Verilen görev A
Karar metnine göre aşağıdaki soruları yanıtlayın.
(i) Bölge Adliye Mahkemesi, davacı kadın yararına ne kadar manevî tazminata hükmetmiştir?
(ii) Bölge Adliye Mahkemesinin kararına karşı temyiz isteminde kim bulunmuştur?
(iii) Davalı erkek vekiline göre ortak çocuğun velâyeti kime verilmelidir?
Verilen görev B
Karar metninde "2.Davalı erkek vekili;" ile "talepleri yönünden istinaf kanun yoluna başvurmuştur." arasında kalan kısmı, bu ifadeler de dahil olmak üzere birebir kopyalayın.

Okunacak metin
>>>
B. İstinaf Sebepleri
1.Davacı kadın vekili; kusur belirlemesi, iştirak nafakası, kadın lehine hükmedilen maddî ve manevî tazminat miktarları yönünden istinaf kanun yoluna başvurmuştur.
2.Davalı erkek vekili; kusur belirlemesi, velâyet düzenlemesi, kişisel ilişkisinin şekli ve süreleri, kadın yararına hükmedilen tedbir ve yoksulluk nafakası, maddî ve manevî tazminatın usul, esas ve miktarları, reddine karar verilen iştirak nafakası ile tazminat talepleri yönünden istinaf kanun yoluna başvurmuştur.
C. Gerekçe ve Sonuç
Bölge Adliye Mahkemesinin yukarıda tarih ve sayısı belirtilen kararı ile İlk Derece Mahkemesinin kusur belirlemesi, kusurların nitelendirilmesi ile kusur derecesinin tayininde usul ve esas yönlerinden bir isabetsizlik görülmediği, taraflarca öne sürülen ve ispat edilmeyen vakıaların ise mahkemece kusur belirlemesinde nazara alınmamasının yerinde olduğunu, ancak kadın yararına hükmedilen tazminat miktarları ve çocuk yararına hükmedilen iştirak nafakası miktarının az olduğu gerekçesi ile davacı kadının çocuk yararına hükmedilen iştirak nafakası ile kadın yararına hükmedilen maddî-manevî tazminat miktarlarına yönelik istinaf taleplerinin kısmen kabulü ile ilgili bentlerin kaldırılmasına, davacı kadın yararına 30.000,00 TL maddî ve 30.000,00 TL manevî tazminat, çocuk yararına, aylık 700,00 TL iştirak nafakasına, çocuk yararına hükmedilen iştirak nafakasının gelecek yıllar için kararın kesinleşme tarihi esas alınarak TÜİK tarafından açıklanacak ÜFE oranında artırılmasına, kadının diğer yönlere ilişkin istinaf taleplerinin davalı erkeğin ise İlk Derece Mahkemesi kararına ilişkin tüm istinaf taleplerinin esastan reddine karar verilmiştir
V. TEMYİZ
A. Temyiz Yoluna Başvuranlar
Bölge Adliye Mahkemesinin yukarıda belirtilen kararına karşı süresi içinde davalı erkek vekili temyiz isteminde bulunmuştur.
B. Temyiz Sebepleri
Davalı erkek vekili temyiz dilekçesinde özetle; davacı tarafın soyut tanık beyanları ile kusur yüklenmesinin hatalı olduğunu, hükmü tümüyle temyiz ettiklerini, davacı kadının çabuk sinirlenen, sinirlerine hakim olamayan bir yapısının olduğunu, ortak çocuğun velâyetinin babaya verilmesi gerektiğini, çocukla kurulan kişisel ilişkide babalar günü milli bayramlar gibi özel günlerin unutulduğunu, kadın yararına nafakaya hükmedilmesinin hatalı olduğu kadının çalışmaya başladığı yine ÜFE artış oranında artışın kira oranlarına dahi uygulanmadığını, davalının mesleğinden ihraç edildiğini geliri bulunmadığını, hükmolunan tazminatların fahiş olduğu, boşanmanın istinafa getirildiği halde Bölge Adliye Mahkemesi tarafından boşanmanın kesinleştiğinin belirtilmesinin hatalı olduğunu belirterek; hükmün tümü yönünden temyiz etmiştir.
<<<
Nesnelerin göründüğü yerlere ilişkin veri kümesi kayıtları
>>>
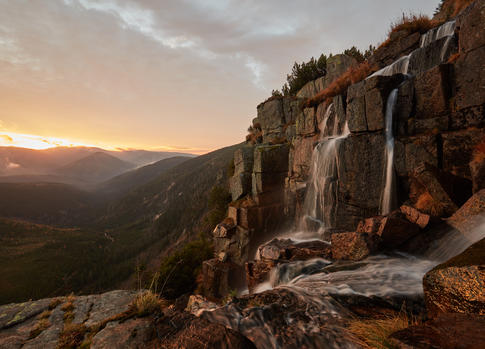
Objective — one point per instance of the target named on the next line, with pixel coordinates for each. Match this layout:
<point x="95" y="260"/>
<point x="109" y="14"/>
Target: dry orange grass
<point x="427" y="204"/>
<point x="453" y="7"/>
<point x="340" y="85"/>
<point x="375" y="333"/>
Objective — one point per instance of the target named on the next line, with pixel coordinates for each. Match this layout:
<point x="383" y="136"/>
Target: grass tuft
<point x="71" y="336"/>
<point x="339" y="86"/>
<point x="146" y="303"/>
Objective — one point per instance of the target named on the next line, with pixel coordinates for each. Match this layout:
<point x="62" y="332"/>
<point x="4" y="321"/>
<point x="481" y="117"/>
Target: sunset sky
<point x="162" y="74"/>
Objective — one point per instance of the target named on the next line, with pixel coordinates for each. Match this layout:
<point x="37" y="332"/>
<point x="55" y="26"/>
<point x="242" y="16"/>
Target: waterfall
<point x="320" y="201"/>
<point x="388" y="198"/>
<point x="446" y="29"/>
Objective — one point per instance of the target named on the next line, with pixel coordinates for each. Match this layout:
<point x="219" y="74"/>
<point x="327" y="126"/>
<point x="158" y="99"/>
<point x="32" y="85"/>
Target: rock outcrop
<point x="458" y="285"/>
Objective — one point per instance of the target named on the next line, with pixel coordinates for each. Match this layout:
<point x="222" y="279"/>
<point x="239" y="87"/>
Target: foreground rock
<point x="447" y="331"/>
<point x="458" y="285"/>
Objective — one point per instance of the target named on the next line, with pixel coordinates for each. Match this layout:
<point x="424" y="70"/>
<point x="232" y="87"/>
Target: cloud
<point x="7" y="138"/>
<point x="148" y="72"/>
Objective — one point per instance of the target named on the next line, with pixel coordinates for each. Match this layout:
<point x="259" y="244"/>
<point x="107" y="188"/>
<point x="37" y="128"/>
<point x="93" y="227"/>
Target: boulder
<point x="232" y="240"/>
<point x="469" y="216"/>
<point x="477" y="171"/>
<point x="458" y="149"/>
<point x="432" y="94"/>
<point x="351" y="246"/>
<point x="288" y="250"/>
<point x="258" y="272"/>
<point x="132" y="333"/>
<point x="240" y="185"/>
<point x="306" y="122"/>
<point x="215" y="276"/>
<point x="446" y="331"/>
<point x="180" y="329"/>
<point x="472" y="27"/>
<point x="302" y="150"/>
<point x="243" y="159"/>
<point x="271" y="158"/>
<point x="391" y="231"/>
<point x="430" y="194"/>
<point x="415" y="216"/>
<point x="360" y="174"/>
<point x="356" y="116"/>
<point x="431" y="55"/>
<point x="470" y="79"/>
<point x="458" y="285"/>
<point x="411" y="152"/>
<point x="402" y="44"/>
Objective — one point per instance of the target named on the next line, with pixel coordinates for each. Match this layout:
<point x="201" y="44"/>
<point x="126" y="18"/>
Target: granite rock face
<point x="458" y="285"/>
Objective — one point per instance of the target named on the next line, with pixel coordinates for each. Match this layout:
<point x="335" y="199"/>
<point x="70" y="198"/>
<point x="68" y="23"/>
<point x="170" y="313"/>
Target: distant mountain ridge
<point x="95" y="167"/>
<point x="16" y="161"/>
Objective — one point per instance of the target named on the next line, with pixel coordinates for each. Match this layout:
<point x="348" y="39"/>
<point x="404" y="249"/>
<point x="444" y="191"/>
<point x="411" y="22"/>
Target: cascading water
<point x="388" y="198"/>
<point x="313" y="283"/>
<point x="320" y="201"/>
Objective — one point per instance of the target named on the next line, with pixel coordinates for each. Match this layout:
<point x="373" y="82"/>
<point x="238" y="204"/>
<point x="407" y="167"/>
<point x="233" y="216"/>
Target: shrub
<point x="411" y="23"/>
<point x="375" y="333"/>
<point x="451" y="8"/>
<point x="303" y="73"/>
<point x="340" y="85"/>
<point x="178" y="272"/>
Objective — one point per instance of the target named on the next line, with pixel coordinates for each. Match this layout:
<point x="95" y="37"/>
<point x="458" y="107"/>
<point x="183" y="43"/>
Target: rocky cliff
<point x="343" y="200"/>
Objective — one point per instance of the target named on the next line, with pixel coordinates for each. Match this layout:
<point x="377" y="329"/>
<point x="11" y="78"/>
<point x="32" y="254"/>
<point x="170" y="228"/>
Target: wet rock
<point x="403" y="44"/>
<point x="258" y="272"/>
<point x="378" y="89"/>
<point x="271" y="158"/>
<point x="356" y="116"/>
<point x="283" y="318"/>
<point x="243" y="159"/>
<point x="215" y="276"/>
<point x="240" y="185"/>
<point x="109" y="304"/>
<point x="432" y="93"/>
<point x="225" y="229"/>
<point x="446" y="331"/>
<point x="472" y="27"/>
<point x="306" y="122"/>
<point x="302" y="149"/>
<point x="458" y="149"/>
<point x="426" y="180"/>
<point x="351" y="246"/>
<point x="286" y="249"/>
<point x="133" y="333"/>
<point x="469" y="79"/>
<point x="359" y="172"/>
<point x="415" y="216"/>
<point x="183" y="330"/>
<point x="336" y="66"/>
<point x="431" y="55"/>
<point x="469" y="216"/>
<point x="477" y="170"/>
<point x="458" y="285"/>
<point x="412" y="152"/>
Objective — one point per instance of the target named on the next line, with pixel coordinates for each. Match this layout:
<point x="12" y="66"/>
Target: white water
<<<
Yazılı çözüm A
(i) 30.000,00 TL manevî tazminata hükmetmiştir.
(ii) Temyiz isteminde davalı erkek vekili bulunmuştur.
(iii) Ortak çocuğun velâyeti babaya verilmelidir.

Yazılı çözüm B
2.Davalı erkek vekili; kusur belirlemesi, velâyet düzenlemesi, kişisel ilişkisinin şekli ve süreleri, kadın yararına hükmedilen tedbir ve yoksulluk nafakası, maddî ve manevî tazminatın usul, esas ve miktarları, reddine karar verilen iştirak nafakası ile tazminat talepleri yönünden istinaf kanun yoluna başvurmuştur.